(begin)

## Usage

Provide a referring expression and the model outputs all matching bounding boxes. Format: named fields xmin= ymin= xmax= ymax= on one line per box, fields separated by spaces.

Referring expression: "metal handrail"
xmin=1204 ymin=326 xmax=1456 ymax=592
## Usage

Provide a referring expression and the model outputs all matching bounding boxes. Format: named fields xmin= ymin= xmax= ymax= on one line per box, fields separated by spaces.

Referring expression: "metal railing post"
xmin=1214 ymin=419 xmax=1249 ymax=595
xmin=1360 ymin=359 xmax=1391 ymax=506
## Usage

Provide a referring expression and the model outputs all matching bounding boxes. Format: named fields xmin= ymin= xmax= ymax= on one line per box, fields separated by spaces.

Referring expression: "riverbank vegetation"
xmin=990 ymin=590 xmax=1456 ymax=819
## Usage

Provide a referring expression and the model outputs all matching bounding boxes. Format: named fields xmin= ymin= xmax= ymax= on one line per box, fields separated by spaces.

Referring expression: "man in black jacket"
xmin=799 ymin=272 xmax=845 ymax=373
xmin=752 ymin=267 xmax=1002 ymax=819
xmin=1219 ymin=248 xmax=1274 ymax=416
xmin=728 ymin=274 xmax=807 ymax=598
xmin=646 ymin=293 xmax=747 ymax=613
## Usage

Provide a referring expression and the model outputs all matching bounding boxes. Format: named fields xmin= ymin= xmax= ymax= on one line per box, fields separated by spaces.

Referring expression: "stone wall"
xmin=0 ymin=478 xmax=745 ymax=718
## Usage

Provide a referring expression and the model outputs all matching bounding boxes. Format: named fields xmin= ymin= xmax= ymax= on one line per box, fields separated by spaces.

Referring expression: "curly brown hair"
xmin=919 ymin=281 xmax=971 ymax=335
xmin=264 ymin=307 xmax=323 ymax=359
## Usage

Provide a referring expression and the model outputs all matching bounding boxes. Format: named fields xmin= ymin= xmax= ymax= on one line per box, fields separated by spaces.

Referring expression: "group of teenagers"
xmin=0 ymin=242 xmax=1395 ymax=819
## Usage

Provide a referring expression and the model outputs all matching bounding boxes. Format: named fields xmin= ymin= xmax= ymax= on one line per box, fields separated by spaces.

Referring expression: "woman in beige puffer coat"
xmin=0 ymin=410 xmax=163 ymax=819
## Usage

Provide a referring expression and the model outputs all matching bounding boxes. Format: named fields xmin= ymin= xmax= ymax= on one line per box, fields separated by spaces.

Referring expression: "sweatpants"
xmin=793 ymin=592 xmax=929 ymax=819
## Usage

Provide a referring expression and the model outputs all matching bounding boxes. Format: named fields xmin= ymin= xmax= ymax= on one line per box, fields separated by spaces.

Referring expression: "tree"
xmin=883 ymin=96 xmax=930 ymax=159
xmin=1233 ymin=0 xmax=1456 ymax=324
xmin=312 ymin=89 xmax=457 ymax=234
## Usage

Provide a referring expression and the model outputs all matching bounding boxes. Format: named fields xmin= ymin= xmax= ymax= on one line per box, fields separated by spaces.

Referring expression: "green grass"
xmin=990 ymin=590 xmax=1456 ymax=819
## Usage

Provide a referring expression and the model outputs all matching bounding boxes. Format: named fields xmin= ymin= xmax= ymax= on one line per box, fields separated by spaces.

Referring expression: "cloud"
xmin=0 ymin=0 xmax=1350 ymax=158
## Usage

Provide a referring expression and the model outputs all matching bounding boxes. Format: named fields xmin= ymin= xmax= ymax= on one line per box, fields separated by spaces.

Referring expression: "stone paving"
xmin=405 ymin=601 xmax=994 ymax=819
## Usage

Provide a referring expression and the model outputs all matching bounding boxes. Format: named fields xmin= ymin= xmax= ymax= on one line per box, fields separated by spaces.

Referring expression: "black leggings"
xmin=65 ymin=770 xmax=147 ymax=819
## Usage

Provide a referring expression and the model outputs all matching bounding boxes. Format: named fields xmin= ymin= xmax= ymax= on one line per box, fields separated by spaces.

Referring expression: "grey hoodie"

(end)
(begin)

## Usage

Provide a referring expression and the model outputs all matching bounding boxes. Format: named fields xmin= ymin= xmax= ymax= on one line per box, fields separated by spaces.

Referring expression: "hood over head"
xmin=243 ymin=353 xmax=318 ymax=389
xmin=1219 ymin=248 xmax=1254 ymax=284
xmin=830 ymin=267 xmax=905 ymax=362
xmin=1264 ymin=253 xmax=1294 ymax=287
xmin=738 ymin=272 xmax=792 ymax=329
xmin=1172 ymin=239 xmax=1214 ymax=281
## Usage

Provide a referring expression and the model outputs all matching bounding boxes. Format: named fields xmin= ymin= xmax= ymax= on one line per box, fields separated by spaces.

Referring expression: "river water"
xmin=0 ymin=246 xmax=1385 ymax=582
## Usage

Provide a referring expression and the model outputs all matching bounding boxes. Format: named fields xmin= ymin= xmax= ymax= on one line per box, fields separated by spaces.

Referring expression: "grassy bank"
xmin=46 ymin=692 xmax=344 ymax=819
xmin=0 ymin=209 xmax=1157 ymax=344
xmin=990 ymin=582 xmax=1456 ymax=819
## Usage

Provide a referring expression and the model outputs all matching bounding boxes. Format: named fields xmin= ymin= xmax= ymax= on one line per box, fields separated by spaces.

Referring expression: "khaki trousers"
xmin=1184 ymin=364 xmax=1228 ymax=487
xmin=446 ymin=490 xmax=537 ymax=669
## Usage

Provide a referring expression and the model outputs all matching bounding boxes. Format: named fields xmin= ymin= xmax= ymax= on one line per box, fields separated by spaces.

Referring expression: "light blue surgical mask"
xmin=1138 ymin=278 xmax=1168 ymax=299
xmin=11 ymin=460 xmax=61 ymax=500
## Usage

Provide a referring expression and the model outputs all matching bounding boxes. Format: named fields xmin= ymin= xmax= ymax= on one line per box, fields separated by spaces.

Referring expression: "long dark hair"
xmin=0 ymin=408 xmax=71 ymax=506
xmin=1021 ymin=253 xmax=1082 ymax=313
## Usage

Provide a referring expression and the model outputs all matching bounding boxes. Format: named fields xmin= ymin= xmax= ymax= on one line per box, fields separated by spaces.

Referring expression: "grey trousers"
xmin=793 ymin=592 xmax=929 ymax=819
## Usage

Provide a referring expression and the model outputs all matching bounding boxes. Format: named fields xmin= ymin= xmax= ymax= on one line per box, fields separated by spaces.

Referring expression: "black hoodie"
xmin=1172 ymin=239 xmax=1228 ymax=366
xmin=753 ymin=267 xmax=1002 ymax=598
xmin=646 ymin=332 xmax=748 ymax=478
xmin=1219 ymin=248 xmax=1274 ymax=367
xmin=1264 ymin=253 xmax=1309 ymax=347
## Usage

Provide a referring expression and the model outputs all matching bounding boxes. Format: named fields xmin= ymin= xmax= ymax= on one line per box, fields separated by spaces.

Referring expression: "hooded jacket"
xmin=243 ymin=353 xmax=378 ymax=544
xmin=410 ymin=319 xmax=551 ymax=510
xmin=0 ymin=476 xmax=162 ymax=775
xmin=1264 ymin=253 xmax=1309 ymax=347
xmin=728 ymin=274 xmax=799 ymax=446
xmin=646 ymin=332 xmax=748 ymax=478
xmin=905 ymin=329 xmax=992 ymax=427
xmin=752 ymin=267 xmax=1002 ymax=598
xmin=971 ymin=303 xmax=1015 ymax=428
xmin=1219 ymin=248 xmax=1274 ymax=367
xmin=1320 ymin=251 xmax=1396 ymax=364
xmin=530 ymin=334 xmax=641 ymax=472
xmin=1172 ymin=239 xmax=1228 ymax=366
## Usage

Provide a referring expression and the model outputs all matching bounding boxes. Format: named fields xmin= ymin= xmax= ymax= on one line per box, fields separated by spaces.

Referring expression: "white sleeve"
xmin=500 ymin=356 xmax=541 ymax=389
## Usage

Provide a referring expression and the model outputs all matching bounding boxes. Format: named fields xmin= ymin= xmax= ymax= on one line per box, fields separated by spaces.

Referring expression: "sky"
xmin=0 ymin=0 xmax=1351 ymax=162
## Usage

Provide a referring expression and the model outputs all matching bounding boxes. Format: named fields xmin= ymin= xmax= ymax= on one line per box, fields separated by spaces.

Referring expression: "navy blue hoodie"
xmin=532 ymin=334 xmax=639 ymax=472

(end)

• _THE TASK_
List every line above that contains the string "metal", copying each one in full. The match is case-sensitive.

• _SOLVED EXERCISE_
Referring expression: "metal handrail"
Referring expression: "metal railing post"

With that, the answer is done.